# [Exercise instructions]
Repeat word for word the line with "in [77, 297]." and every line after it until the records below run out.

# [Supplied records]
--

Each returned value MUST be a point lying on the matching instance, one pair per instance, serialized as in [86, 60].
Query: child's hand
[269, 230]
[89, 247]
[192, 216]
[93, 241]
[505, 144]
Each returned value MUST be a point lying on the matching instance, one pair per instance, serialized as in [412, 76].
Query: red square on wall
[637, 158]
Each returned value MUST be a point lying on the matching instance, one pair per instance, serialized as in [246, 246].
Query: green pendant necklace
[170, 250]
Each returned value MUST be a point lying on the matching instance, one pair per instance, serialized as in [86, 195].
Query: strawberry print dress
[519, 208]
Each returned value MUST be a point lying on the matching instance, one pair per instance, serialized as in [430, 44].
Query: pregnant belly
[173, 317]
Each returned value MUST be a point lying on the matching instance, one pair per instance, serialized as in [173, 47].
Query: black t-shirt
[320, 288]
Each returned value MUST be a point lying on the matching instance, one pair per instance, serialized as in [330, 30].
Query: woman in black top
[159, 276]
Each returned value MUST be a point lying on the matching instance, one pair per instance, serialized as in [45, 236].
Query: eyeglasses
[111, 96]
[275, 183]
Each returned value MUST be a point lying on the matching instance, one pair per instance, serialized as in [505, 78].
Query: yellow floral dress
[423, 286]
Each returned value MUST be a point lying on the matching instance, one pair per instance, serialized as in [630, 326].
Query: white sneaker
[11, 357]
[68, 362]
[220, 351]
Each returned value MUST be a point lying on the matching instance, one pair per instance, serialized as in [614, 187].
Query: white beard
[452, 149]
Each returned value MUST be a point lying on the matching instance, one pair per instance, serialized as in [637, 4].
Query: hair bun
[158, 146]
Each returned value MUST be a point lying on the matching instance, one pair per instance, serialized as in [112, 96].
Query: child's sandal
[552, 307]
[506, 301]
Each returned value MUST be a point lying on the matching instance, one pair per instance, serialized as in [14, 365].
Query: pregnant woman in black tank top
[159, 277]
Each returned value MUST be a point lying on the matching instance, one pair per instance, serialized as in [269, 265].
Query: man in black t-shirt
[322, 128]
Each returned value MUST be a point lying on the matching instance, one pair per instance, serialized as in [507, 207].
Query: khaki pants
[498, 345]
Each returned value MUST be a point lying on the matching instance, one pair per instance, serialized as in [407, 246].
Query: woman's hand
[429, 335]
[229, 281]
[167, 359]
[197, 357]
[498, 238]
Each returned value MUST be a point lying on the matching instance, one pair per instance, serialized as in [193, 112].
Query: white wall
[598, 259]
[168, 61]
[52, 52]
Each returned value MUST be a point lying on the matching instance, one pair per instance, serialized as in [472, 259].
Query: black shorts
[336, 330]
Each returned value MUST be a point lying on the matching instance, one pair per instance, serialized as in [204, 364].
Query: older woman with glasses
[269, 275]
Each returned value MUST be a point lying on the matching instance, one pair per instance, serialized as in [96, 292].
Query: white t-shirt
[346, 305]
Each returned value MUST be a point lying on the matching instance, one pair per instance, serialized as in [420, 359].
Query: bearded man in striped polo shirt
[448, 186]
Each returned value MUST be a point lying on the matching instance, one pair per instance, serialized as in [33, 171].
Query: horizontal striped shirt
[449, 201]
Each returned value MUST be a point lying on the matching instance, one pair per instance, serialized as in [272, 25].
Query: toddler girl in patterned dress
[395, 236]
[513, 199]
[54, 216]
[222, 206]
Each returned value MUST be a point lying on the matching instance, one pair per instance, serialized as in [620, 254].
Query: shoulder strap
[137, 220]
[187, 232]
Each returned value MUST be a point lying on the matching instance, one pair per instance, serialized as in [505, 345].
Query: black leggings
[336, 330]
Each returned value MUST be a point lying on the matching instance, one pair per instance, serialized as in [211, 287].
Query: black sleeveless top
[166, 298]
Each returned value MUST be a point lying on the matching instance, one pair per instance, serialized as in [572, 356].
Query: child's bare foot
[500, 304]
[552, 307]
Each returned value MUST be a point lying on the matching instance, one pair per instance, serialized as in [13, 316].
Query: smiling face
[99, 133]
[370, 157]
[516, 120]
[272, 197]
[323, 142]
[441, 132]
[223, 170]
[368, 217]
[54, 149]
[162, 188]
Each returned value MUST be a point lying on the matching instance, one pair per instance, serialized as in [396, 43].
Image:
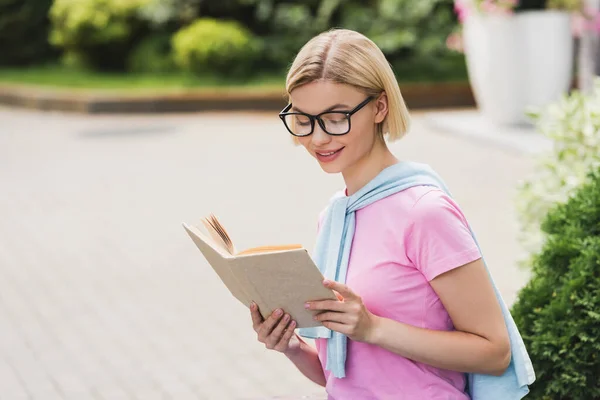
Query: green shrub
[558, 311]
[218, 47]
[573, 125]
[97, 32]
[153, 55]
[405, 30]
[24, 29]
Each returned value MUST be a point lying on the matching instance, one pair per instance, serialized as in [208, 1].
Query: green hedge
[573, 126]
[24, 27]
[97, 33]
[217, 47]
[558, 311]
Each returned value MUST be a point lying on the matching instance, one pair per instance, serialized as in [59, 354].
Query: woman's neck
[361, 173]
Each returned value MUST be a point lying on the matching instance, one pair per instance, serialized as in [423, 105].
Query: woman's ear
[381, 108]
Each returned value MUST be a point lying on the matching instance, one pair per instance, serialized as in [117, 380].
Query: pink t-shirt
[401, 243]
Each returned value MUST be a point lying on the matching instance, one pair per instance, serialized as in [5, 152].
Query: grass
[56, 76]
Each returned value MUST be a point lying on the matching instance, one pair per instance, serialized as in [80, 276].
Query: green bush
[217, 47]
[153, 55]
[573, 126]
[24, 29]
[558, 311]
[99, 33]
[405, 30]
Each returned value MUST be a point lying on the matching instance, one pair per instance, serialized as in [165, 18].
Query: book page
[221, 262]
[218, 233]
[285, 279]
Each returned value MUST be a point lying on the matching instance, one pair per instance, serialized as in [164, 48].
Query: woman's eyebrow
[333, 107]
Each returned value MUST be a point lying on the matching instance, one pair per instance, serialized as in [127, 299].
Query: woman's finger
[257, 319]
[334, 326]
[267, 326]
[331, 305]
[333, 316]
[277, 332]
[285, 339]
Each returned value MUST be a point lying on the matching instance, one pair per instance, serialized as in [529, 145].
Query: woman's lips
[329, 155]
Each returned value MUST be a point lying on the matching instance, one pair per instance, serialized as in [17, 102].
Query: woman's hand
[276, 332]
[348, 315]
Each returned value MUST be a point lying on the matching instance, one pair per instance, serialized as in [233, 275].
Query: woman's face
[337, 153]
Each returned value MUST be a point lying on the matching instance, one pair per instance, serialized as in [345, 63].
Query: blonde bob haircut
[348, 57]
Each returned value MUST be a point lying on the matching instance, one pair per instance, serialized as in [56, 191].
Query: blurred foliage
[215, 46]
[24, 27]
[403, 29]
[104, 33]
[170, 13]
[152, 54]
[573, 126]
[96, 33]
[558, 311]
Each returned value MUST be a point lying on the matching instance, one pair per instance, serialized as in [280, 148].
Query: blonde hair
[348, 57]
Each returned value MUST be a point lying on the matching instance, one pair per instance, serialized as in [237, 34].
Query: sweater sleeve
[438, 238]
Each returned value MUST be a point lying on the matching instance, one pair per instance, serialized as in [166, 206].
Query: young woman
[417, 307]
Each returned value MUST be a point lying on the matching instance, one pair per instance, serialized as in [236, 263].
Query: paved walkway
[103, 295]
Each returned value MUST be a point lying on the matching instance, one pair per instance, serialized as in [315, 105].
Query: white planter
[518, 61]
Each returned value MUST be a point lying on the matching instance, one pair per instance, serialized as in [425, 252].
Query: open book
[281, 276]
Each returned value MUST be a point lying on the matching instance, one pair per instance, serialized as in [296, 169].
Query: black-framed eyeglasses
[334, 123]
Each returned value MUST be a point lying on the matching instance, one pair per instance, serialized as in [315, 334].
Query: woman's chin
[331, 168]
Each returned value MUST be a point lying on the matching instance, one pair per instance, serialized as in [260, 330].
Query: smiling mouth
[330, 153]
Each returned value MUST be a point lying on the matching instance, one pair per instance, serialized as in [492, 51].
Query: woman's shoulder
[407, 199]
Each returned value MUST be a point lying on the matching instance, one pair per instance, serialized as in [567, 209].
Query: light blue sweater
[331, 255]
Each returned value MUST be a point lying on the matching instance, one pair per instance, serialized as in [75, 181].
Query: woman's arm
[480, 343]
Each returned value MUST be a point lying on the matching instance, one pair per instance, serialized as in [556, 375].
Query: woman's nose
[319, 136]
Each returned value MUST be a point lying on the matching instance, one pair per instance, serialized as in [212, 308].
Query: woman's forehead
[320, 96]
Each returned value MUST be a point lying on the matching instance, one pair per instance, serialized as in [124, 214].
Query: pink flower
[489, 6]
[454, 42]
[461, 7]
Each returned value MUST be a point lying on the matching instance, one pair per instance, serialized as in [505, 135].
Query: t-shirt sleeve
[438, 238]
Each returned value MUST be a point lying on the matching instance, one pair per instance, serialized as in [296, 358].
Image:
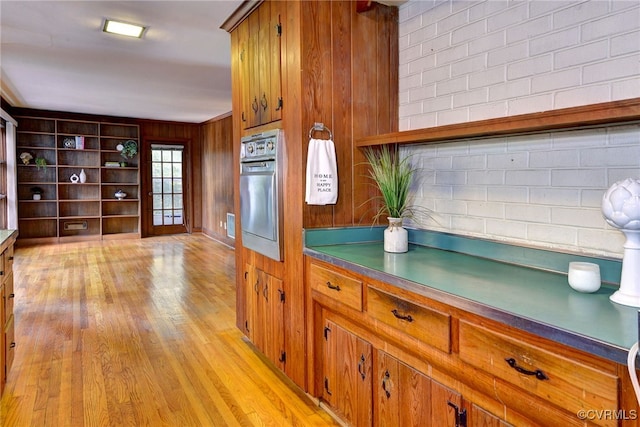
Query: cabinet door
[401, 394]
[347, 368]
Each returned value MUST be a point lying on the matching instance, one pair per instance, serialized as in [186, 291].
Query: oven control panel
[262, 146]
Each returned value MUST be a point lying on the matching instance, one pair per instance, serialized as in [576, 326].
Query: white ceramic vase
[396, 238]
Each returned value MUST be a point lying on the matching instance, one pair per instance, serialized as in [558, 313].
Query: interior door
[166, 208]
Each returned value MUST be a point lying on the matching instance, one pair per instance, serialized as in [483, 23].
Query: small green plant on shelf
[129, 149]
[36, 193]
[41, 163]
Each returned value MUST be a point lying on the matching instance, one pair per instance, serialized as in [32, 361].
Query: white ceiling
[54, 56]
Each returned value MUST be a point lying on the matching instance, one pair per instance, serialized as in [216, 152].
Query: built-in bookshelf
[77, 180]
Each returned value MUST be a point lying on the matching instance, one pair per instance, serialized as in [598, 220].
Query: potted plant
[129, 149]
[36, 193]
[392, 175]
[41, 163]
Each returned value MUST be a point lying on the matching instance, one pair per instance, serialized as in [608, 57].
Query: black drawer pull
[537, 373]
[332, 286]
[407, 317]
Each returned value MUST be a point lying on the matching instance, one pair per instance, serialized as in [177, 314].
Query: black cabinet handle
[407, 317]
[386, 380]
[361, 370]
[461, 416]
[332, 286]
[537, 373]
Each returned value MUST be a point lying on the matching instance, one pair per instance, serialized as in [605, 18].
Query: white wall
[463, 61]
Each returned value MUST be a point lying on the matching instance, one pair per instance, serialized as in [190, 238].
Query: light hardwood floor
[139, 333]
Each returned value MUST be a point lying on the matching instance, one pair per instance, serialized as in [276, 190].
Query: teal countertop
[536, 299]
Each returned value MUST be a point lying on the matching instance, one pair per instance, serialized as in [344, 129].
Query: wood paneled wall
[217, 173]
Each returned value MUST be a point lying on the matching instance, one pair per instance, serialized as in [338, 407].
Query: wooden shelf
[68, 210]
[565, 118]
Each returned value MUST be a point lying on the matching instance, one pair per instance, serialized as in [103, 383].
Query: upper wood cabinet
[259, 60]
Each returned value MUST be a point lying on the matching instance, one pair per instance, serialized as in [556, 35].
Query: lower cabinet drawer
[344, 289]
[561, 381]
[425, 324]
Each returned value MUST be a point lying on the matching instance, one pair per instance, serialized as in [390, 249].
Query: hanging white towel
[322, 173]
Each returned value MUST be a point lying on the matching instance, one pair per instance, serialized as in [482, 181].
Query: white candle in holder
[584, 276]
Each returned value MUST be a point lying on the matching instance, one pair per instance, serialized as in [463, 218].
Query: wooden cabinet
[7, 298]
[76, 187]
[434, 364]
[265, 314]
[259, 66]
[347, 374]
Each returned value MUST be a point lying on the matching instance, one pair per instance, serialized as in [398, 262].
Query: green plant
[129, 149]
[41, 163]
[392, 175]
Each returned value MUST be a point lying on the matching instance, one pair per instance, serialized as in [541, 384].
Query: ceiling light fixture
[122, 28]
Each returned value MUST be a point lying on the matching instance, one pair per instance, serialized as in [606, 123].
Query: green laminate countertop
[533, 299]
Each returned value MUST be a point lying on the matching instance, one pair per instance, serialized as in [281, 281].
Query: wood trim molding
[608, 112]
[240, 14]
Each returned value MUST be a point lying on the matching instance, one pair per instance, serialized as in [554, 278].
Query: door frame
[145, 183]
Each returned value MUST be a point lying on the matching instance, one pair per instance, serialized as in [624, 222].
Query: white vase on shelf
[396, 238]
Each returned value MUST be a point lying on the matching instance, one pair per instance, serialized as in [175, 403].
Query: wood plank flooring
[139, 333]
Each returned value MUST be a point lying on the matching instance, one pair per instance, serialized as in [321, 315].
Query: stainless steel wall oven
[260, 193]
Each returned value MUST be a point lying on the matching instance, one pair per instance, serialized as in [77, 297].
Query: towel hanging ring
[320, 127]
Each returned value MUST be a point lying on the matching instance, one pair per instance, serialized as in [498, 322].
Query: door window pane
[167, 188]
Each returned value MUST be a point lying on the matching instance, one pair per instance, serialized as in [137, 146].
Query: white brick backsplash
[529, 177]
[554, 159]
[625, 89]
[554, 41]
[579, 13]
[581, 54]
[506, 18]
[582, 95]
[612, 25]
[579, 178]
[530, 67]
[613, 69]
[580, 217]
[497, 58]
[554, 196]
[470, 97]
[528, 29]
[468, 32]
[486, 43]
[528, 213]
[508, 54]
[557, 80]
[627, 43]
[530, 104]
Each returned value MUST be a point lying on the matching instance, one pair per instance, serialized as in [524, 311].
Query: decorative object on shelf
[129, 149]
[36, 193]
[120, 194]
[79, 142]
[396, 238]
[392, 176]
[621, 209]
[26, 158]
[41, 163]
[584, 276]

--

# [Result of the exercise]
Each returned value MUST be a point lying on the matching instance, one pair per instance, serialized as in [77, 297].
Query: towel hanging ring
[320, 127]
Each returned value MUST be a point lying on the matching instance, one pair per instance, serialized as in [498, 322].
Query: door window pane
[167, 188]
Each returned value MUST be a point lying on the matching instance, one pair per instance, serialized as in [137, 146].
Query: white brick backsplash
[529, 177]
[554, 159]
[625, 89]
[554, 41]
[579, 13]
[581, 54]
[506, 18]
[582, 95]
[612, 25]
[579, 178]
[530, 67]
[613, 69]
[580, 217]
[497, 58]
[554, 196]
[470, 97]
[528, 29]
[468, 32]
[486, 43]
[528, 213]
[508, 54]
[557, 80]
[627, 43]
[530, 104]
Each returned value MUST be a point lying on the matching instance, one pair per instance, serialized as in [524, 311].
Query: decorative object on shelf
[129, 149]
[36, 193]
[120, 194]
[79, 142]
[396, 238]
[392, 176]
[621, 209]
[26, 158]
[41, 163]
[584, 276]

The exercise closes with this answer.